The task: Within the records, which lines hold the string "expected"? Report each one by copying it.

[Dataset entries]
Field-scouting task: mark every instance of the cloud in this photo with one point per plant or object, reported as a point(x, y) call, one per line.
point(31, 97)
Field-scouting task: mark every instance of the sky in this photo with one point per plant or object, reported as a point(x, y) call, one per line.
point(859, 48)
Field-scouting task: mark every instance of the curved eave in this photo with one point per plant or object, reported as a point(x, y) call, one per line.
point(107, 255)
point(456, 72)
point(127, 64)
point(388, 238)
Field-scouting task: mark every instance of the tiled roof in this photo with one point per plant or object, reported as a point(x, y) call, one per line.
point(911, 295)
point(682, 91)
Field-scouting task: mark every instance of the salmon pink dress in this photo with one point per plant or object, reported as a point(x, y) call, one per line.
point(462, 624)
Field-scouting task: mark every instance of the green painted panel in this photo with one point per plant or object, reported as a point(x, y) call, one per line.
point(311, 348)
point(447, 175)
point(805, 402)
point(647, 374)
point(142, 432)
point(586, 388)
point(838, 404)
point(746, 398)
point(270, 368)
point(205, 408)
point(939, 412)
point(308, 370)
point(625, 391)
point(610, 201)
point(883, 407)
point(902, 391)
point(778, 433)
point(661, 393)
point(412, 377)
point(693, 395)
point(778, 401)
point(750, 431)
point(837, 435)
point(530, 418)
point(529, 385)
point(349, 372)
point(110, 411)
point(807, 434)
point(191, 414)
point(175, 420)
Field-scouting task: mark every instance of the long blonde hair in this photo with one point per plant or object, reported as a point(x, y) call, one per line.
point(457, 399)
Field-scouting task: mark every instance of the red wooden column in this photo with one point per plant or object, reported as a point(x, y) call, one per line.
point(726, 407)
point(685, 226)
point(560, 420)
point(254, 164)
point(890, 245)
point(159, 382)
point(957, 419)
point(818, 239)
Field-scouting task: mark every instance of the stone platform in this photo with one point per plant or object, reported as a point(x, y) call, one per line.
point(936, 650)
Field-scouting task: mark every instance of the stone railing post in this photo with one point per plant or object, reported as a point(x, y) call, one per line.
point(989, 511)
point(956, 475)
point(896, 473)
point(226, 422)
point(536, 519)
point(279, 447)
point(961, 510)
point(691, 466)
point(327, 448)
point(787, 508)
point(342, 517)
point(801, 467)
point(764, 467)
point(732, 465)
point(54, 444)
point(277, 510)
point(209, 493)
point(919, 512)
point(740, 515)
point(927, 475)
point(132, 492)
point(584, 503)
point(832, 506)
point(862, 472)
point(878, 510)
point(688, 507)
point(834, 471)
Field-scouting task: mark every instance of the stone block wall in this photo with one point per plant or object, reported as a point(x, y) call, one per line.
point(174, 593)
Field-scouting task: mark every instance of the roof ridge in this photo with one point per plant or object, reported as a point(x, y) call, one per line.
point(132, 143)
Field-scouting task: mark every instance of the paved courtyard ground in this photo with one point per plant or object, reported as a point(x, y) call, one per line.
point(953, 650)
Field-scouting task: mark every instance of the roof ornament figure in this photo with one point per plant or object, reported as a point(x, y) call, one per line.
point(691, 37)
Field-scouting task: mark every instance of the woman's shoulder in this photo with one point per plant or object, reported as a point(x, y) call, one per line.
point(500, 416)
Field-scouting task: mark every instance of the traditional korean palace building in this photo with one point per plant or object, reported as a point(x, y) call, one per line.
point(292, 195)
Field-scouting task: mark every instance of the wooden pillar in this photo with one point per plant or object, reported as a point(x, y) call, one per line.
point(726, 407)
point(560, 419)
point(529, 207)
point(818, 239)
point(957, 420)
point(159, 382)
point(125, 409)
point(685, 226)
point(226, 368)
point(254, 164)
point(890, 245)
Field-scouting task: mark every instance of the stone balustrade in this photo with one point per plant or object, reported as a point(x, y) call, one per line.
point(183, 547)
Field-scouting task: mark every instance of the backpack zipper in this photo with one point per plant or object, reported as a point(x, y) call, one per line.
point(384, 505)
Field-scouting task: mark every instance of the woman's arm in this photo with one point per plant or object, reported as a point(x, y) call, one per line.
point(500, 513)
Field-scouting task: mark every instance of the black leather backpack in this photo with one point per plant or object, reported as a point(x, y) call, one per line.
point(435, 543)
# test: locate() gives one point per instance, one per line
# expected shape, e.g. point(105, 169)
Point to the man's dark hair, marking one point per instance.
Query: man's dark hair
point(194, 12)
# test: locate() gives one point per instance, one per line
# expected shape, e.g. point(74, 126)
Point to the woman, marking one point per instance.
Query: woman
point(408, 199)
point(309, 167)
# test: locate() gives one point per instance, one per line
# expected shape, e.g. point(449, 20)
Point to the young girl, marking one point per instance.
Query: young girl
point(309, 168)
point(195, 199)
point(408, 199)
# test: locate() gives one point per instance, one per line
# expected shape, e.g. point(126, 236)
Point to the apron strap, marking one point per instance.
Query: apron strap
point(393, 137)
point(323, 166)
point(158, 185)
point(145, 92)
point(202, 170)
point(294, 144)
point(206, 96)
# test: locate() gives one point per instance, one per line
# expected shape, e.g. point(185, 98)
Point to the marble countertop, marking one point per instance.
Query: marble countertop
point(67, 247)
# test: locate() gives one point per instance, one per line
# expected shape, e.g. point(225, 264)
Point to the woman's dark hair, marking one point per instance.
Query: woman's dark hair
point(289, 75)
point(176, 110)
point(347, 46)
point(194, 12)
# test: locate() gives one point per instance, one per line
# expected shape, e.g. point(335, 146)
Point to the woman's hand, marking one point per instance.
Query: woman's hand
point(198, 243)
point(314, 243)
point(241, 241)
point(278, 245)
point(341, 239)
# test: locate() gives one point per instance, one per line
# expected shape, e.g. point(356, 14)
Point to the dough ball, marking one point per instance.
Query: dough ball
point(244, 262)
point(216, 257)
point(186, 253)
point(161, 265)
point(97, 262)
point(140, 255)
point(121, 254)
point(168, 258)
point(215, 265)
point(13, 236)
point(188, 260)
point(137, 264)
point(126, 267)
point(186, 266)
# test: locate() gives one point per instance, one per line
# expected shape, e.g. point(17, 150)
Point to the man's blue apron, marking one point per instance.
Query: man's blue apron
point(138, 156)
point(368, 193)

Solution to the problem:
# expected shape, e.g. point(105, 169)
# expected shape, e.g. point(74, 126)
# expected shape, e.g. point(449, 20)
# expected shape, e.g. point(126, 236)
# expected shape, e.g. point(185, 98)
# expected shape, e.g. point(225, 264)
# expected shape, e.g. point(335, 146)
# expected shape, e.g. point(356, 14)
# expected shape, e.g. point(17, 150)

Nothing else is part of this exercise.